TASK STATEMENT
Locate the line that contains "For the benchmark, mark every instance of the asphalt", then copy it and all later lines of the data below exactly, through the last one.

MATERIAL PROVIDED

--- Start ---

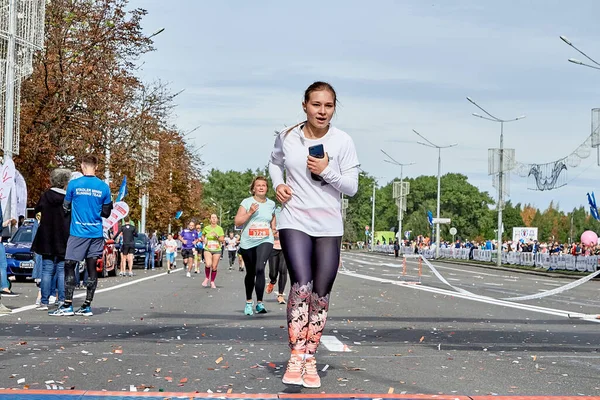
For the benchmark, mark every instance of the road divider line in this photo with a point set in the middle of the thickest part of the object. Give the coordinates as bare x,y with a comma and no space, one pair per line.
472,297
79,295
332,343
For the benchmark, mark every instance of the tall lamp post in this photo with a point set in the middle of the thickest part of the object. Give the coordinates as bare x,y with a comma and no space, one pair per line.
500,205
576,61
402,194
439,149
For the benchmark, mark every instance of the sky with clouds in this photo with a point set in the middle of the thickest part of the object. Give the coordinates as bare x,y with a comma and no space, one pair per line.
397,66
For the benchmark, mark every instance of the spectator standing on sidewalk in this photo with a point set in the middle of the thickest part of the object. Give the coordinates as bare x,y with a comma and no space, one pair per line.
50,241
88,200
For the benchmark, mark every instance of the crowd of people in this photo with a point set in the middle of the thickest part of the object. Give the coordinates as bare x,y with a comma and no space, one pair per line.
518,246
311,165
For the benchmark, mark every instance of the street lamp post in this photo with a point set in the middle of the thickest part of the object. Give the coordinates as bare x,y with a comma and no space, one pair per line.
373,217
576,61
439,148
402,195
500,205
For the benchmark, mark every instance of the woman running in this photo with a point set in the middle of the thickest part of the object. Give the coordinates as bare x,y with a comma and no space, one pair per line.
257,215
320,162
213,237
277,267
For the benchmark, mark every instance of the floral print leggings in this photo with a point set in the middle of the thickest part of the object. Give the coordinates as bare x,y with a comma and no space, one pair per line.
312,264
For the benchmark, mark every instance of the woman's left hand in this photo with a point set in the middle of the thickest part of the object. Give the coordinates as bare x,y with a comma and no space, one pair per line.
317,165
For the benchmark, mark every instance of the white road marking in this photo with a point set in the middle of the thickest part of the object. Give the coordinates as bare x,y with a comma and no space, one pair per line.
481,299
332,343
133,282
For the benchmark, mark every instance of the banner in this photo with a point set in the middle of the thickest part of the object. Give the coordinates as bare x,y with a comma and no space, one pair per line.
524,233
7,185
122,189
120,211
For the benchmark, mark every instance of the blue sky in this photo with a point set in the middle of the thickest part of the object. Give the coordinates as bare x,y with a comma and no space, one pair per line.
397,66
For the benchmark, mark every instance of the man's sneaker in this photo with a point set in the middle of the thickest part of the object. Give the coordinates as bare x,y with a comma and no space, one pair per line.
270,287
62,311
311,378
293,372
260,308
85,311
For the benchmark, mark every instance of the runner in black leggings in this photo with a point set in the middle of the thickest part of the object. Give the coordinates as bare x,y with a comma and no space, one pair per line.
277,270
320,163
256,214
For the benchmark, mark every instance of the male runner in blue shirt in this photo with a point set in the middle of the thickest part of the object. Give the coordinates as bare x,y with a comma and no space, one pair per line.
88,200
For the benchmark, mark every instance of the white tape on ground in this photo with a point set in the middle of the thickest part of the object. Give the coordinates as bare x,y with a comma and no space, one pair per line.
133,282
471,296
332,343
538,295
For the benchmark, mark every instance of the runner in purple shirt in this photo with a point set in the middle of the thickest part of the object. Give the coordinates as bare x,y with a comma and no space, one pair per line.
188,238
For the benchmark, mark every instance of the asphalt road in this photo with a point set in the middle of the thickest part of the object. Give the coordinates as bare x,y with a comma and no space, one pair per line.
157,331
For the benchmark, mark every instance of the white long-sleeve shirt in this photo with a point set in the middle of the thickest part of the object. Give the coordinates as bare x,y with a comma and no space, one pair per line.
315,206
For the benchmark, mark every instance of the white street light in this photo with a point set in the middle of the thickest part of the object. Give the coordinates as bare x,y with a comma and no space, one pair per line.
500,169
400,208
576,61
439,148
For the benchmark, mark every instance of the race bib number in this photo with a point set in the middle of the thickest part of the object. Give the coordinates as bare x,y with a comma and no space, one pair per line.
259,231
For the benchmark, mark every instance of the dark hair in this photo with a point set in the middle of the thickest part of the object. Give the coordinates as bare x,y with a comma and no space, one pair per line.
258,178
59,177
90,159
314,87
317,86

--- End ---

OUTPUT BELOW
For the benchmark, mark every instance of the asphalt road in this photo with a point set in the middle of the thickest part of the object. Give the coordinates as bare x,y with a comma and no space, one pair per line.
157,331
For the benchmark, mark every instance of the white long-sleeve shirt in this photo with a point set in the middle of the thickest part of the object. Give the coordinates as bare x,y with a comma and no space, one pair per line.
315,206
For the benchmark, mark every instance of the white street light in this photo with a point set in the middle of the thickest part of the object. Give the coordinates as bare x,y with a comma and no space, one pair per line.
500,169
400,208
576,61
439,148
For the benchmark, mark every instance of the race bib number in this photo with a point set in the middle of the thickest part of the object. Give the coordinates as bare x,y with a comma and no space, one pair per line.
259,231
For the benchmark, mark every instance of the dark hair in this photo with a point set in the middle of the thickest part of the object. Give the coordinates as bare x,y with a comma and no space, one pair per line.
258,178
59,177
90,159
314,87
317,86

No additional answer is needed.